:: Estratto della pagina ::
Sicurezza sul lavoro. Ma per il Governo è veramente una priorità?
09 MAG -
Gentile Direttore,come succede ad ogni infortunio mortale un faro si accende sul tema della sicurezza sul lavoro. Faro che torna lumino fioco in ventiquattr’ore. Eppure in queste settimane, comprensive della Giornata internazionale della sicurezza sul lavoro il 28 aprile, sono accaduti alcuni fatti che tanto fanno pensare allo stato dell’arte per la nostra figura professionale, per il concetto di prevenzione e per quello di salute del lavoratore.
Il 21 aprile è stata pubblicata la relazione intermedia della Commissione parlamentare su condizioni di lavoro, sfruttamento e sicurezza nei luoghi di lavoro. Il testo è frutto di un’analisi e ricognizione che ha visto coinvolti diversi portatori d’interesse attraverso delle audizioni parlamentari. Chi è stato audito? I ministri del Lavoro e dell’Agricoltura; il Procuratore generale della Cassazione; il capo dell’Ispettorato nazionale del lavoro (INL); i presidenti di INAIL, CNEL, Assologistica, ANMIL e dei costruttori edili.

:: Dati forniti ::
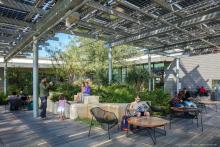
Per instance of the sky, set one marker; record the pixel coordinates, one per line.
(64, 40)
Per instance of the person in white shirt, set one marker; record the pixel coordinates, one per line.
(138, 108)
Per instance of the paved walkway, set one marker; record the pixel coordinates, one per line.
(19, 129)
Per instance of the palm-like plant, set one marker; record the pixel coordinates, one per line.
(137, 77)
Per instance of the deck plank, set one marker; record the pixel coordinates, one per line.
(21, 129)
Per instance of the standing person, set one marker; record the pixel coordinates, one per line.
(138, 108)
(44, 93)
(87, 90)
(61, 106)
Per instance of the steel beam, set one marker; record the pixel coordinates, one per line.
(149, 71)
(162, 30)
(57, 14)
(109, 65)
(177, 75)
(110, 11)
(170, 27)
(21, 6)
(5, 79)
(35, 77)
(195, 39)
(4, 21)
(101, 27)
(7, 39)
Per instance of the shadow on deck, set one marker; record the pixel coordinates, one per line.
(21, 129)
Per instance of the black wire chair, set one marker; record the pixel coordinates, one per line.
(106, 119)
(130, 113)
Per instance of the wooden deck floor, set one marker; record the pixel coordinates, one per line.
(19, 129)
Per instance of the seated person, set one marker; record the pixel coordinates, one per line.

:: Richiesta scritta 1 ::
Risponda alle seguenti domande sulla lettera sulla sicurezza sul lavoro:
(a) In quale data si celebra la Giornata internazionale della sicurezza sul lavoro?
(b) In quale data è stata pubblicata la relazione intermedia della Commissione parlamentare?
(c) Quali ministri sono stati auditi?
:: Richiesta scritta 2 ::
Aggiorni un passo della lettera sulla sicurezza sul lavoro. Lo riporti cominciando dalle parole "Sicurezza sul lavoro. Ma" e fermandosi dopo "salute del lavoratore.". Sostituisca "lumino fioco" con "luce fioca".

:: Risposta completa 1 ::
(a) Il 28 aprile.
(b) Il 21 aprile.
(c) I ministri del Lavoro e dell'Agricoltura.

:: Risposta completa 2 ::
Sicurezza sul lavoro. Ma per il Governo è veramente una priorità?
09 MAG -
Gentile Direttore,come succede ad ogni infortunio mortale un faro si accende sul tema della sicurezza sul lavoro. Faro che torna luce fioca in ventiquattr’ore. Eppure in queste settimane, comprensive della Giornata internazionale della sicurezza sul lavoro il 28 aprile, sono accaduti alcuni fatti che tanto fanno pensare allo stato dell’arte per la nostra figura professionale, per il concetto di prevenzione e per quello di salute del lavoratore.